Rows from a pointing dataset
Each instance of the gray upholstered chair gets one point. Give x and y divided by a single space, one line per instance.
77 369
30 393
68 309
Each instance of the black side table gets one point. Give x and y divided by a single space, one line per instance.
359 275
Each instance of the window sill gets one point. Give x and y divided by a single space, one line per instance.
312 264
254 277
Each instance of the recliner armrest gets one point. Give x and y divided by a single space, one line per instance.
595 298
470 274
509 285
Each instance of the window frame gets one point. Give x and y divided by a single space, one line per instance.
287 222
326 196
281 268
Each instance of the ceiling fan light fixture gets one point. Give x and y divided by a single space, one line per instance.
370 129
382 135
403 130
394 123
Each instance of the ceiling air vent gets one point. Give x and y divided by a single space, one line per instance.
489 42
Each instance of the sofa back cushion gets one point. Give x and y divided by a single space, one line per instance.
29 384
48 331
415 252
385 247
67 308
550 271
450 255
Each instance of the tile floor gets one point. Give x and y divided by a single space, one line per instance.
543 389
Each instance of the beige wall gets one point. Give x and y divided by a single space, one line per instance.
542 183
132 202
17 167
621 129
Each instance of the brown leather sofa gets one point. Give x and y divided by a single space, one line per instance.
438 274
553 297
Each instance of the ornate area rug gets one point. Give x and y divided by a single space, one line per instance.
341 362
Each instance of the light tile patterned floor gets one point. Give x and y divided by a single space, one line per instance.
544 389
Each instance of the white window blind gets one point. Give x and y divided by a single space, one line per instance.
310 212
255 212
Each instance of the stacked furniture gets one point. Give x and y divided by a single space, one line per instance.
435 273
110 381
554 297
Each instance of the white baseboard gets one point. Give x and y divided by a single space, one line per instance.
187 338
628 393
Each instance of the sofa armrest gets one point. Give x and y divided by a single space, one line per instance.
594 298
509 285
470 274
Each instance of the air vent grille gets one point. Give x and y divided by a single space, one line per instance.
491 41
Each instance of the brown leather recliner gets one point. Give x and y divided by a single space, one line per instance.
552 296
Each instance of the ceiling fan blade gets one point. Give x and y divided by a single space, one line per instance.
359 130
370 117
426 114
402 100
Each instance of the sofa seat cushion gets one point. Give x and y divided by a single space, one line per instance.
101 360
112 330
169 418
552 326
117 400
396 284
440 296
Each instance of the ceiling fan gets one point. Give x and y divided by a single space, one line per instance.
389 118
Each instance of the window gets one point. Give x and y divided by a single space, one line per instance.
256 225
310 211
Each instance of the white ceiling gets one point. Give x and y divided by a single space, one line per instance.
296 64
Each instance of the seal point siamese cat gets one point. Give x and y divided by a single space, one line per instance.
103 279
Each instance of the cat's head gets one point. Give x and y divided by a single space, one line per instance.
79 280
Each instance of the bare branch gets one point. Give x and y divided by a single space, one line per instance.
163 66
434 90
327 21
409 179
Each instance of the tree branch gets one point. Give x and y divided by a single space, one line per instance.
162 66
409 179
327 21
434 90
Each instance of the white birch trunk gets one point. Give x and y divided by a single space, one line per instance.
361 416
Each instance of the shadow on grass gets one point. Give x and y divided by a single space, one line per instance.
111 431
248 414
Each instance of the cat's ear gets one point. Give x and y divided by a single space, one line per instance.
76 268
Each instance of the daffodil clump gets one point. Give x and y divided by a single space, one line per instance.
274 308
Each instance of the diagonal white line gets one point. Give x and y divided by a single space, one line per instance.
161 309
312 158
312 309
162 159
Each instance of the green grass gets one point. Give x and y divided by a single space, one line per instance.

§ WHAT THIS TASK INVOLVES
Copy the items word for word, starting at the line that contains "Each instance of the diagonal" and continuing through the last line of the items.

§ EXPECTED ANSWER
Each instance of the diagonal white line gets one point. Give x and y divided by a single space, one line per instance.
161 309
312 158
312 309
162 159
Each instance of the green grass gets one point. Give x and y divided by a single space, one line per instance.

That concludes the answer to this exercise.